YOUR INSTRUCTIONS:
Repeat the lines below exactly, covering the stretch from the line containing "For this challenge, identify the woman with" through the line containing "point(6, 110)", and include both of those lines.

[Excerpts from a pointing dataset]
* * * * * * * * *

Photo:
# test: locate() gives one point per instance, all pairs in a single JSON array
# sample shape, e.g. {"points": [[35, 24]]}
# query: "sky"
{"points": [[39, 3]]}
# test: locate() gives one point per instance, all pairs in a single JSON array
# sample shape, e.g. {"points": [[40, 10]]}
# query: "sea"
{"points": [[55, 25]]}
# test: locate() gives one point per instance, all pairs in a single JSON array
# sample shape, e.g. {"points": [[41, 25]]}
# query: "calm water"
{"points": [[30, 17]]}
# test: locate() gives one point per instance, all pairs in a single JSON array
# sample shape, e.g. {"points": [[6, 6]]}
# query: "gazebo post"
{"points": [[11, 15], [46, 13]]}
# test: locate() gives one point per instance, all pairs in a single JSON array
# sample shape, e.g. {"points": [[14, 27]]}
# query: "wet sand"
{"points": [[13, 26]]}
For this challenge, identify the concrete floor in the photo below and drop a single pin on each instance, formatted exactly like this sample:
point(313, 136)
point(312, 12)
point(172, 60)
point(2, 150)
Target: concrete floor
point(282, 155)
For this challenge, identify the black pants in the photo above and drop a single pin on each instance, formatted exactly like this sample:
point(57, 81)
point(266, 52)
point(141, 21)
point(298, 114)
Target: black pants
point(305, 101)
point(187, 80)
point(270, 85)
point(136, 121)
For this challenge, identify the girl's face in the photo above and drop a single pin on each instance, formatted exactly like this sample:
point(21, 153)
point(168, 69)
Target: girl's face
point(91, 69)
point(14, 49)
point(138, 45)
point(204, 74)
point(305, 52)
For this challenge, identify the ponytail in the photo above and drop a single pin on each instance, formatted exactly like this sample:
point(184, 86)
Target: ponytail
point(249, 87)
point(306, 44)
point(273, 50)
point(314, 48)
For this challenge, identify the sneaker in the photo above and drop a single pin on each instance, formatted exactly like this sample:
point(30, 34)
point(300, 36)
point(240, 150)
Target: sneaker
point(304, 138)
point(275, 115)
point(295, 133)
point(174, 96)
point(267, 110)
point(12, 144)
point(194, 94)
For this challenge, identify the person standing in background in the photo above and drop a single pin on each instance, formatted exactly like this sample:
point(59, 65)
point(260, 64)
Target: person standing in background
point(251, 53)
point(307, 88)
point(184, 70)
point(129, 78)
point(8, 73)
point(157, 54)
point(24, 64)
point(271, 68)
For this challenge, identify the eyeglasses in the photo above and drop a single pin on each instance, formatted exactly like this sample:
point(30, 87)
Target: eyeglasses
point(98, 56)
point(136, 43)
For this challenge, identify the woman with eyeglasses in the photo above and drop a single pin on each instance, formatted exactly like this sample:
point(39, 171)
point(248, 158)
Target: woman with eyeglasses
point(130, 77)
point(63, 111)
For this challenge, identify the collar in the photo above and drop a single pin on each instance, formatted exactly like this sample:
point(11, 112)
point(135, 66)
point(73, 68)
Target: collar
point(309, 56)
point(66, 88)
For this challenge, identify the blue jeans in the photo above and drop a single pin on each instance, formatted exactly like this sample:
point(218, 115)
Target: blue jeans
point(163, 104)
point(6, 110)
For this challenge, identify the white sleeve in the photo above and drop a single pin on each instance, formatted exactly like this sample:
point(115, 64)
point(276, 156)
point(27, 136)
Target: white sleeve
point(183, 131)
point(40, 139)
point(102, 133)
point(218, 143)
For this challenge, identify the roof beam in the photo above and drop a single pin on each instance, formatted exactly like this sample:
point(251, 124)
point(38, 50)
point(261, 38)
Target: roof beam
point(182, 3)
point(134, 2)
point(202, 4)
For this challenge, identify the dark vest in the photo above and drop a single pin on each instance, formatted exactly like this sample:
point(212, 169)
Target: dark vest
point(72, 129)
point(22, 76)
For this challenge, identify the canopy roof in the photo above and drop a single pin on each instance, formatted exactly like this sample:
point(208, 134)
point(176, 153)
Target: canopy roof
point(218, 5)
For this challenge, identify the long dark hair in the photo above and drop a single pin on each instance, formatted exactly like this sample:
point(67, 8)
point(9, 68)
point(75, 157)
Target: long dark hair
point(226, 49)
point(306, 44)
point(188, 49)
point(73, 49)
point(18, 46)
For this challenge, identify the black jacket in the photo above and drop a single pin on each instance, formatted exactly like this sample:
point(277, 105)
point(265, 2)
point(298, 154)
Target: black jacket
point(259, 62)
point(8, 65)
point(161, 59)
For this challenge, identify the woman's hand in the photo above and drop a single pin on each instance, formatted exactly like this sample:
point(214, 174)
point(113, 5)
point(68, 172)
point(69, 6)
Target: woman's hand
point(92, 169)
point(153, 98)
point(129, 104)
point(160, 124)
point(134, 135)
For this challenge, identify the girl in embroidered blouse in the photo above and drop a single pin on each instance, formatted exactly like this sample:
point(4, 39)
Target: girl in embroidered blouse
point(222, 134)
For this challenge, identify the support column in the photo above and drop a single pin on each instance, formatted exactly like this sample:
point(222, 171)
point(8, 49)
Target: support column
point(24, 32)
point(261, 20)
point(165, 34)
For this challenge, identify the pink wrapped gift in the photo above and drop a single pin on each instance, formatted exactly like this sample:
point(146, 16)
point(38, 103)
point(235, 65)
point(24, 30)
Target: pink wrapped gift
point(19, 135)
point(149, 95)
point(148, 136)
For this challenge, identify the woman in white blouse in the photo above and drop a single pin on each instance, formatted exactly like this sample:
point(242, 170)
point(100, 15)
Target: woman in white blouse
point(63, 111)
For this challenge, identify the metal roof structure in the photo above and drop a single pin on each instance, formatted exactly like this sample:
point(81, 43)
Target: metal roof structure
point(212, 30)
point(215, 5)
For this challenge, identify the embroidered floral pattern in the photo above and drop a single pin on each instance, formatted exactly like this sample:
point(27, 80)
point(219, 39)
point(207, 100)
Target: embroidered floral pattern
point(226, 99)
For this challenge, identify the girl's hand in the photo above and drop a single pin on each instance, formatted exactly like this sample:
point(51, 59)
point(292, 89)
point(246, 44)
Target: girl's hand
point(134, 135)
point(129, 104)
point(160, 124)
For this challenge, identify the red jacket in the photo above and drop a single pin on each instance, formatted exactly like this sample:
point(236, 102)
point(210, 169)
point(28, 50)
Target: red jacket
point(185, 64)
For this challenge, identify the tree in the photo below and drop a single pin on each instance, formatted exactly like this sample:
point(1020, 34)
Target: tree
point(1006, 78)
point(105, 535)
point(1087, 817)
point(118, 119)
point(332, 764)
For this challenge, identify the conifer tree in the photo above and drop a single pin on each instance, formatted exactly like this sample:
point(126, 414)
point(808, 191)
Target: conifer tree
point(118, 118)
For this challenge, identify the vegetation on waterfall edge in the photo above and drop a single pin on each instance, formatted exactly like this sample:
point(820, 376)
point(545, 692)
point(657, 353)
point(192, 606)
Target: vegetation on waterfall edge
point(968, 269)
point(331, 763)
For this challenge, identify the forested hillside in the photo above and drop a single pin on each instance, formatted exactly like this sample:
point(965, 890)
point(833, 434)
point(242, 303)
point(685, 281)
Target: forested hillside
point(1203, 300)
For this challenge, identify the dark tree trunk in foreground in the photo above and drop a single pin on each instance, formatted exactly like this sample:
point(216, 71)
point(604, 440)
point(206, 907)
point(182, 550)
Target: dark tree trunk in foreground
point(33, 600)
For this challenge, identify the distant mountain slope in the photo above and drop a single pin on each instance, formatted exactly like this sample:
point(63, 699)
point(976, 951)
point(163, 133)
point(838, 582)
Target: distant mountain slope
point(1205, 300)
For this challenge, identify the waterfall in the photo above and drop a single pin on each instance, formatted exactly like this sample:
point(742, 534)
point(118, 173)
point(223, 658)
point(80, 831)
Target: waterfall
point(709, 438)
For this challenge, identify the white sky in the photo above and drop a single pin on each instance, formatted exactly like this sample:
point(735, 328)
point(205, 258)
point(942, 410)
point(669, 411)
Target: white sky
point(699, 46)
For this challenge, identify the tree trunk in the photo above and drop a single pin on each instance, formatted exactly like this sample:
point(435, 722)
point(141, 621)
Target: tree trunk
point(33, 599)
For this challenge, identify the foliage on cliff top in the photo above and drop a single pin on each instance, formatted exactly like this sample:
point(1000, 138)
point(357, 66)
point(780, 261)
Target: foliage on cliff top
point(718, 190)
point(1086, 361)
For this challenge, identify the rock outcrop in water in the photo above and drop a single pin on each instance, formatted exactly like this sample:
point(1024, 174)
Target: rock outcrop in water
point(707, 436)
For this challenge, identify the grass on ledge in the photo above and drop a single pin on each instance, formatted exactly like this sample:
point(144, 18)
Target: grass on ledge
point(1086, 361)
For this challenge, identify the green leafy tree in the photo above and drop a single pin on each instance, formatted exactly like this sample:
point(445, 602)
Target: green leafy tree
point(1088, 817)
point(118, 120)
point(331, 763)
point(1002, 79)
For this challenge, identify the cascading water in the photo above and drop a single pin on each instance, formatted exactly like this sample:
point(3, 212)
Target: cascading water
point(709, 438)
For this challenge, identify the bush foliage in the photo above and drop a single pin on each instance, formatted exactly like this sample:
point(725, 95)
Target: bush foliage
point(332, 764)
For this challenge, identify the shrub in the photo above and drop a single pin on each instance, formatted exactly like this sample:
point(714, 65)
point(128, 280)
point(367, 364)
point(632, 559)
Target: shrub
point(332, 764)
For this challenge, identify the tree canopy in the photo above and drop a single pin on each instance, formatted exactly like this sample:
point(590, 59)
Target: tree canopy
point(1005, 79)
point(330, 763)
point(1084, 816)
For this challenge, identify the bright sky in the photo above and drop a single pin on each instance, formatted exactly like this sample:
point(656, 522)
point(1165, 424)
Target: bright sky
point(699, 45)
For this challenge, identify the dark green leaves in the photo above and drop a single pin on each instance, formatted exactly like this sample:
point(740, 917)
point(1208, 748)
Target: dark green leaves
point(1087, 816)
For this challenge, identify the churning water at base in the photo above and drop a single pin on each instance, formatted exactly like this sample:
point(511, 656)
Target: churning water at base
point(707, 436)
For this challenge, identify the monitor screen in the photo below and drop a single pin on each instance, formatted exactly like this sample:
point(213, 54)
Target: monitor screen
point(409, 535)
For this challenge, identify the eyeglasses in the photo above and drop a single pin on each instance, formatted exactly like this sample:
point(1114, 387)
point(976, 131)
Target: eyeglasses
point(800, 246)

* * * * * * * * *

ANSWER IN FULL:
For this challenge, identify the woman with eyeglasses in the photo above and drop a single pin on each instance, formatted exactly like this sample:
point(39, 171)
point(248, 158)
Target: woman with eyeglasses
point(130, 77)
point(63, 111)
For this challenge, identify the collar in the photo above and drop a single pin on each instance, formatted exactly like this sample:
point(11, 112)
point(135, 66)
point(73, 68)
Target: collar
point(309, 56)
point(66, 88)
For this challenge, identify the blue jeans in the photo above and drop a single pin on each instance, formatted exactly like this sample:
point(218, 115)
Target: blue jeans
point(163, 104)
point(6, 110)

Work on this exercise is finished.